Schriftliche Aufgabe:
Bitte schreiben Sie aus dem folgenden Text über Io wortgetreu den Abschnitt ab, der mit den Worten „Jupiter bittet seinen“ beginnt und mit „ihr Menschengestalt zurück.“ endet.

Gezeigter Textauszug:
....
Argusaugen bewachen Io

Von Christian Pinter

In seiner kühnsten Phantasie hätte sich Galileo Galilei nicht ausmalen können, was für eine wilde Welt er da entdeckt hat. Als er im Jänner 1610 das eben erst erfundene Fernrohr zum Jupiter richtete, erblickte er unerwartet drei, dann vier Lichtpunkte. Sie umkreisten den Planeten so wie der Mond die Erde. Der Deutsche Simon Marius schlug für das Quartett die Namen von vier Liebschaften des Gottes Jupiter vor: "Kallisto", "Ganymed", "Europa" - und "Io".

In der Mythologie ist Io die Tochter des Gottes Inachus. Als Jupiter sie erblickt, weiß er: dieses Mädchen ist zu schön, um das Bett eines Sterblichen zu teilen. Doch Io flieht vor dem liebestollen Donnergott. So hüllt Jupiter das Land in Nebel, hält Io auf und raubt ihr, so erzählt Ovid in den Metamorphosen, die Ehre. Seine Ehefrau Juno ahnt ob der plötzlichen Nebelschleier nichts Gutes. "Täuscht mich nicht alles, so werde ich hier getäuscht", argwöhnt sie.

Um Io vor der eifersüchtigen Gattin zu verbergen, verwandelt Jupiter sie in eine strahlend weiße Kuh. Juno durchschaut den Zauber und fordert das Tier als Geschenk. Sie lässt es fortan vom hundertäugigen Argus bewachen, um weiteren Seitensprüngen ihres Gemahls vorzubeugen.

Jupiter bittet seinen Sohn Merkur, Io zu befreien. Der Götterbote lullt Argus mit dem Spiel auf der selbstgebastelten Rohrflöte ein, bis der Bewacher in Schlummer fällt. Merkur stürzt ihn über den Abhang. Juno versetzt die Augen des Ermordeten in die glänzende Schleppe des Pfaus. Wenn immer er diese balzend zum Rad aufrichtet, kann man Argus' Augen darin bewundern. Die vierbeinige Io aber treibt Juno erbost bis an die Ufer des Nils. Dort erst gibt Jupiter ihr Menschengestalt zurück.

Ein Pizzamond

Bereits das Fernglas zeigt Jupiters größte Begleiter. Doch selbst die stärksten konventionellen Teleskope lassen auf den vier winzigen Scheibchen bestenfalls diffuse Flecken erkennen. So konnten Astronomen über das Antlitz der fernen Monde jahrhundertelang nur spekulieren. Io glaubten sie von Einschlagskratern übersät, ähnlich wie die alte Oberfläche des Planeten Merkur und des Erdmonds.
....
Datenteil:
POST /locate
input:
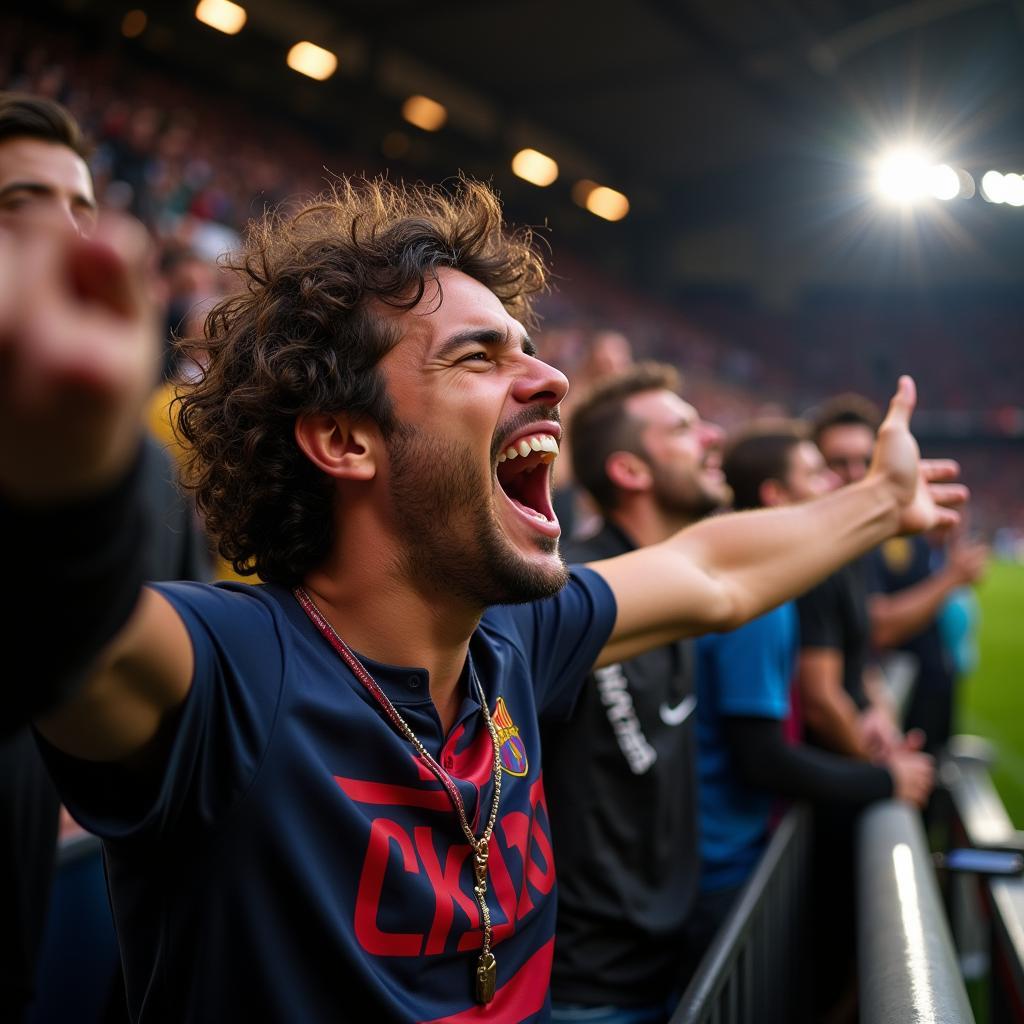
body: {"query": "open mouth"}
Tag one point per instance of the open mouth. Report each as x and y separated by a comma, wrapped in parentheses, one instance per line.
....
Lösung der Aufgabe:
Jupiter bittet seinen Sohn Merkur, Io zu befreien. Der Götterbote lullt Argus mit dem Spiel auf der selbstgebastelten Rohrflöte ein, bis der Bewacher in Schlummer fällt. Merkur stürzt ihn über den Abhang. Juno versetzt die Augen des Ermordeten in die glänzende Schleppe des Pfaus. Wenn immer er diese balzend zum Rad aufrichtet, kann man Argus' Augen darin bewundern. Die vierbeinige Io aber treibt Juno erbost bis an die Ufer des Nils. Dort erst gibt Jupiter ihr Menschengestalt zurück.